▶ WHAT TO DO: For the records that follow, work out how many lines include "gabled" and give only that count.

** Opening ENTRIES PROVIDED block **

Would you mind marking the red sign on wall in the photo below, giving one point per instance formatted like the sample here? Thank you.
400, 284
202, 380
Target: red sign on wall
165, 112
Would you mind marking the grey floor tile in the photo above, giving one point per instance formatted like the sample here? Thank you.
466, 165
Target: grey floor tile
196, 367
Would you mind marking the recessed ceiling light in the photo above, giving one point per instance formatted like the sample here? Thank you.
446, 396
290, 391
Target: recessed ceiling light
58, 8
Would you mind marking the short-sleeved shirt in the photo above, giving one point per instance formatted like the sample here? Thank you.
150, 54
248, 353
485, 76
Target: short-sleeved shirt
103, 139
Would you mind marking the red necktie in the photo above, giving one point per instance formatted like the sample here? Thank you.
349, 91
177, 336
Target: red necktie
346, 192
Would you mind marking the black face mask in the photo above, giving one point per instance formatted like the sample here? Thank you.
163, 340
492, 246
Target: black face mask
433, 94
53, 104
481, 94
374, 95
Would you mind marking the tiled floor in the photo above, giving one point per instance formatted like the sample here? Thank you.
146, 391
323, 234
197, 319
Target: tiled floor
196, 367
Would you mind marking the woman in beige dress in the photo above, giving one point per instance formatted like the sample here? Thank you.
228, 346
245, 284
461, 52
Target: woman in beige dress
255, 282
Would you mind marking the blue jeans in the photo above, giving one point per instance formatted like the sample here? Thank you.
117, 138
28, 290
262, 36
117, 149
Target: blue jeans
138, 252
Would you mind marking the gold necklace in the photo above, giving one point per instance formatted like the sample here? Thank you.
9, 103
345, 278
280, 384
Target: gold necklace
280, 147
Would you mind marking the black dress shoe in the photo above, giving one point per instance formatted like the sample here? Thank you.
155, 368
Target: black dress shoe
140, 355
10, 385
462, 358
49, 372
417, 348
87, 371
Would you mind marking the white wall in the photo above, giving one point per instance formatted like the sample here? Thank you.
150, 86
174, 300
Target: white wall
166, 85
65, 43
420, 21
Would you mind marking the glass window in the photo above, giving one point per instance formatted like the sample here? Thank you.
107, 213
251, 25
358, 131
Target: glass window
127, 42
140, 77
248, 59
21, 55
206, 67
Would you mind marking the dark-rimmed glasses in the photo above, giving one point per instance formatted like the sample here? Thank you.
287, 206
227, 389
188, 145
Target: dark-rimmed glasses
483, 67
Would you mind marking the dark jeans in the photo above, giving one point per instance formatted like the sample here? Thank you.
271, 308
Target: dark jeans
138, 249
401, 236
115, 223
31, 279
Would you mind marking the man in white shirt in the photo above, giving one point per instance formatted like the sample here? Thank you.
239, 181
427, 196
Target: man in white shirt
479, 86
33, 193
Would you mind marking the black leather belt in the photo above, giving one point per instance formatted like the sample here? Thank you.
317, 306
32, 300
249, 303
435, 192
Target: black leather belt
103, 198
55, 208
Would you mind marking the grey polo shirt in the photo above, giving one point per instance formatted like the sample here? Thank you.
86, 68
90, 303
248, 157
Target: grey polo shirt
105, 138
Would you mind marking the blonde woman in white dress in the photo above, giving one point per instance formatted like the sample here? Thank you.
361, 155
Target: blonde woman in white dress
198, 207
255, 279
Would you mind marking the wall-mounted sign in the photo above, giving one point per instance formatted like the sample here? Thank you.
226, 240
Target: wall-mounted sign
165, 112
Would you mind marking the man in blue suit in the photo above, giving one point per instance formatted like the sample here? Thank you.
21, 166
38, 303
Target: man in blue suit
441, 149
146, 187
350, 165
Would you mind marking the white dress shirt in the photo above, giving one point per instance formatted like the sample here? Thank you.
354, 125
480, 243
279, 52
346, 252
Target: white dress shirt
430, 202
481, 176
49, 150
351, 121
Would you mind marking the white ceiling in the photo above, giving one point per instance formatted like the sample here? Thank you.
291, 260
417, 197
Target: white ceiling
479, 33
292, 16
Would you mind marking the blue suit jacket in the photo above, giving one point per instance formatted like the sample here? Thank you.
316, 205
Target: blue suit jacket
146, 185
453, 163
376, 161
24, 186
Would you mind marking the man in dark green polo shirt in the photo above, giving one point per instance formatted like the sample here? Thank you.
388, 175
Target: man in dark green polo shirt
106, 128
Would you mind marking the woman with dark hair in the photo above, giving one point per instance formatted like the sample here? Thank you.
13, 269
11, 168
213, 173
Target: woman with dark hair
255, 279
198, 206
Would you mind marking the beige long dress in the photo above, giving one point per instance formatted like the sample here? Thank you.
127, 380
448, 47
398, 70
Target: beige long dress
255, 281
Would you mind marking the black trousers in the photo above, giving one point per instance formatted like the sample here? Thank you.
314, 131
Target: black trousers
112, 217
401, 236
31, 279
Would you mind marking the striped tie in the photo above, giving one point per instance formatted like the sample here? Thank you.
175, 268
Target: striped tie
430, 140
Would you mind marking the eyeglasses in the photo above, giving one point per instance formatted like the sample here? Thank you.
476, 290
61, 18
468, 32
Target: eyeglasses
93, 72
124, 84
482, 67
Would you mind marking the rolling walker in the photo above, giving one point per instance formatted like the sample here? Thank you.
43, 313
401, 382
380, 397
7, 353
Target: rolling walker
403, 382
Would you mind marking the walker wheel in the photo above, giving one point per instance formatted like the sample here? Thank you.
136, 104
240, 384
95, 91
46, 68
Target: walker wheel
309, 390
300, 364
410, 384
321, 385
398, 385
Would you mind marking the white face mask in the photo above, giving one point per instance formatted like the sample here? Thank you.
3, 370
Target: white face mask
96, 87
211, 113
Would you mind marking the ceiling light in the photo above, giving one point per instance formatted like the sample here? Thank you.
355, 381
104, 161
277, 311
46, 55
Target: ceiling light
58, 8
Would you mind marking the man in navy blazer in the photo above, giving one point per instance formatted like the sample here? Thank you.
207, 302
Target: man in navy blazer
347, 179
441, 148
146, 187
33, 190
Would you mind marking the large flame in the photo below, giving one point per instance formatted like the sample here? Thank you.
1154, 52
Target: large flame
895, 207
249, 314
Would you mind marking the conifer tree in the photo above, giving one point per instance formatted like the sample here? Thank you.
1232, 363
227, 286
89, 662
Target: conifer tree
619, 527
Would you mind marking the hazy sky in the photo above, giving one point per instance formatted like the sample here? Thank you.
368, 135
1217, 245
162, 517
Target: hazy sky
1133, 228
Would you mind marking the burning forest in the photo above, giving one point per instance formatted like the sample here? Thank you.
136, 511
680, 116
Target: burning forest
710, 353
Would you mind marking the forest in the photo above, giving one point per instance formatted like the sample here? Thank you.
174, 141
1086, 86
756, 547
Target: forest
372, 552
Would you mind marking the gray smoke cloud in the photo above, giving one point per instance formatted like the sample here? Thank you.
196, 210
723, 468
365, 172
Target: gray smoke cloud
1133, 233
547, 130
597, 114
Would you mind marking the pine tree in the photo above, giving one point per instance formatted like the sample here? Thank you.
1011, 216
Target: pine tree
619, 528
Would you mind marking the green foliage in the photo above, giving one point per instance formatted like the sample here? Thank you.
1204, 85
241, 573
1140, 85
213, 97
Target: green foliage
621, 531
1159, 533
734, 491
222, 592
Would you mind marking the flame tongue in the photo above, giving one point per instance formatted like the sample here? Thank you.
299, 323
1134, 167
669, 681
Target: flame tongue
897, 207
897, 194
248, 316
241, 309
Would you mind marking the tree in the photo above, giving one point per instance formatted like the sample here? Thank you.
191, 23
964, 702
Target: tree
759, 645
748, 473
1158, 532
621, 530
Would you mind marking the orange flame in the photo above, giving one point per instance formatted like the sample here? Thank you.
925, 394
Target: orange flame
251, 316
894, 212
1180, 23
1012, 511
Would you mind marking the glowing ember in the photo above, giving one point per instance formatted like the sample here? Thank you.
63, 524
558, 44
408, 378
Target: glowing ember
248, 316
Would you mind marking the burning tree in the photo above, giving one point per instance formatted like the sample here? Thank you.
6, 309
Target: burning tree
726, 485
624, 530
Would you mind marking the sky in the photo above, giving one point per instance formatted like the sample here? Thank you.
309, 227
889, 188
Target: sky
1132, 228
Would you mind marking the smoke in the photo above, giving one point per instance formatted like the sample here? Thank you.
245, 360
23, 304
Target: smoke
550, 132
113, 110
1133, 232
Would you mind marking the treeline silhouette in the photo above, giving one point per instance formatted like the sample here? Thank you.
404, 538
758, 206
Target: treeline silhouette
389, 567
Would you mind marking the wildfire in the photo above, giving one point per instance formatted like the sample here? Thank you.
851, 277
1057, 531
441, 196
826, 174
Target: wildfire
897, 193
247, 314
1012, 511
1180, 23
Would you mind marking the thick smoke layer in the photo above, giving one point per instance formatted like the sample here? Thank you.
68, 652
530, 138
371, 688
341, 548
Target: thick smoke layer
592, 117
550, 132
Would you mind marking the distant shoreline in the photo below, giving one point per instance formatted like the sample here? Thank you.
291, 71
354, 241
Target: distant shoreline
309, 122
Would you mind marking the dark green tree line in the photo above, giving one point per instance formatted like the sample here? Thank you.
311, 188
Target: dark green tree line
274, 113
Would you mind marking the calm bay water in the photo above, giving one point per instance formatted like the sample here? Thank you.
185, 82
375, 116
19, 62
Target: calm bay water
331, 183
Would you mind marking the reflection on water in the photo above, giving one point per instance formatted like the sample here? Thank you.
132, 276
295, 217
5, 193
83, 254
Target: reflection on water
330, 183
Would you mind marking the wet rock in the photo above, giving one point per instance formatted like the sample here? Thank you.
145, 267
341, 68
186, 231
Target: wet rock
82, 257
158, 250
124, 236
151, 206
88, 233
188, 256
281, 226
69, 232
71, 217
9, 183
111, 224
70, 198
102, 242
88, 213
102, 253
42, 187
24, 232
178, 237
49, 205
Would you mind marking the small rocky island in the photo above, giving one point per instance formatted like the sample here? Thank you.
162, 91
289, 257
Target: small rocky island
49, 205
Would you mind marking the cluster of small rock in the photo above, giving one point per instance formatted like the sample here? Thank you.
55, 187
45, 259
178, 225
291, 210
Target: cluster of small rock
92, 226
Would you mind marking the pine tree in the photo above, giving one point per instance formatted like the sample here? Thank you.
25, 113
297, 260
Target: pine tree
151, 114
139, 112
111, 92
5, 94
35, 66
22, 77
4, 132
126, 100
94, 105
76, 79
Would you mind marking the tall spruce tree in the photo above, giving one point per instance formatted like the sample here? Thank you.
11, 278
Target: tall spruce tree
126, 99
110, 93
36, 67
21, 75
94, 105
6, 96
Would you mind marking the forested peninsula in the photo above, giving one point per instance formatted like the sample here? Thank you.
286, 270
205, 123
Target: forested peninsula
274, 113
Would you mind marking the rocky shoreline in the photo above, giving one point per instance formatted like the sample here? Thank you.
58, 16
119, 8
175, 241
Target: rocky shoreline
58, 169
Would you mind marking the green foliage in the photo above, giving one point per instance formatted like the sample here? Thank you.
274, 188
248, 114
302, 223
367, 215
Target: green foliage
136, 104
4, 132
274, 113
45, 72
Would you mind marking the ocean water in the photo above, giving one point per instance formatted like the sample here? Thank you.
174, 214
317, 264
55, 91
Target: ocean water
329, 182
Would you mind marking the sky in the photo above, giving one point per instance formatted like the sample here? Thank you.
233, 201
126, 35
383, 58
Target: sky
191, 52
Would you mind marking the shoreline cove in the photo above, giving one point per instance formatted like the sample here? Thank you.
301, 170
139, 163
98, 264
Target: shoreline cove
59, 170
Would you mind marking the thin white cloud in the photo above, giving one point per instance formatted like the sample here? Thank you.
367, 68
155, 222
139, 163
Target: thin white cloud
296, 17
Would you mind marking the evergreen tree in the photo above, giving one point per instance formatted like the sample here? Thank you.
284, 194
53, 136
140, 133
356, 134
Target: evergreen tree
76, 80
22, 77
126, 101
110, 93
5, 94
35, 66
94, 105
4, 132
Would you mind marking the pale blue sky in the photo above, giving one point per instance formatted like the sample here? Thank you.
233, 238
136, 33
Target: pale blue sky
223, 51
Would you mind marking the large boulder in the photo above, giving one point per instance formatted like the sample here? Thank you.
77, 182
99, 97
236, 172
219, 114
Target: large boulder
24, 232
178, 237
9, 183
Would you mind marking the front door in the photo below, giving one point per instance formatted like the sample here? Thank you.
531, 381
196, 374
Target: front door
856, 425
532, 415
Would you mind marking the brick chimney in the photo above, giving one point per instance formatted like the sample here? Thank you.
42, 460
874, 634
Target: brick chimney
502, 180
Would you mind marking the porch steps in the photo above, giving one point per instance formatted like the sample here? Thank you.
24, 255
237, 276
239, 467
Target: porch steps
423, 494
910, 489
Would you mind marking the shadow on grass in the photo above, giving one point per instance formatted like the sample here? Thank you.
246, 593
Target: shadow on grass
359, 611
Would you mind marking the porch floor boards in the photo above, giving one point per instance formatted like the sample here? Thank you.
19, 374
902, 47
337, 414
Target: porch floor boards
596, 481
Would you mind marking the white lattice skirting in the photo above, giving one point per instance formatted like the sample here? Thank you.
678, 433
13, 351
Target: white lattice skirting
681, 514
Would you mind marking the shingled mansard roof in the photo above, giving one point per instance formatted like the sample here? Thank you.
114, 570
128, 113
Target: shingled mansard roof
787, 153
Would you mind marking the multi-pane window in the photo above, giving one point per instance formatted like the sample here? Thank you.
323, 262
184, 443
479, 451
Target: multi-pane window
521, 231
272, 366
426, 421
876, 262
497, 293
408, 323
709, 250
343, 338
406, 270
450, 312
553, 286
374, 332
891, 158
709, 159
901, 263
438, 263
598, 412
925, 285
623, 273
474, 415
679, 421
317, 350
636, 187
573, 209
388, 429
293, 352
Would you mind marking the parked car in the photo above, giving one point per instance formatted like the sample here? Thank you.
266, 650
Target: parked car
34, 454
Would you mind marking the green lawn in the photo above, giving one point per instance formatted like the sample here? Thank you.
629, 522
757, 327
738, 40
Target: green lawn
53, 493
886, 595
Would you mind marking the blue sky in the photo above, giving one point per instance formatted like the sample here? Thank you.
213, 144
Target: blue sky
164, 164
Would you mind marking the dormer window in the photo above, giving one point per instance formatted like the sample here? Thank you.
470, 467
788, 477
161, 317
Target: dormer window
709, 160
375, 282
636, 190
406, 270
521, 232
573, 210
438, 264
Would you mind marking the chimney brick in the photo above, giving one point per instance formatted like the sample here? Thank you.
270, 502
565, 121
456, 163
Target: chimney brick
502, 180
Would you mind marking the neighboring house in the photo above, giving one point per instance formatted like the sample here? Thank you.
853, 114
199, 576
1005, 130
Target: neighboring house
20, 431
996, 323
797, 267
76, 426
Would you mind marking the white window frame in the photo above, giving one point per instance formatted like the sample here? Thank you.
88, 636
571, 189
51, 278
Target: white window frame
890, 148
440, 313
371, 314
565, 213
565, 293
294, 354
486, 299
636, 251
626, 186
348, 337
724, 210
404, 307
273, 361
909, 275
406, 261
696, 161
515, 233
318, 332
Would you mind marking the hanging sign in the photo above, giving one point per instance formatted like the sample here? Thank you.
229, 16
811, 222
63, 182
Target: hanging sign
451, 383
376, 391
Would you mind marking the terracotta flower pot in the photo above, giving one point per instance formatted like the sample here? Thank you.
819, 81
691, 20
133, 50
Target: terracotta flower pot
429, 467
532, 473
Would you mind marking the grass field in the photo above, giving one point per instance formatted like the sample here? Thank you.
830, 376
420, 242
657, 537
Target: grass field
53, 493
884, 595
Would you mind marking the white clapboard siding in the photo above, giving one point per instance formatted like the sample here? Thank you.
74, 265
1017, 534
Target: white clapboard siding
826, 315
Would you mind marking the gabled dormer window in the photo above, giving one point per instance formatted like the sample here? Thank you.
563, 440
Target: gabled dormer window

** Closing ENTRIES PROVIDED block **

▶ EXPECTED ANSWER: 2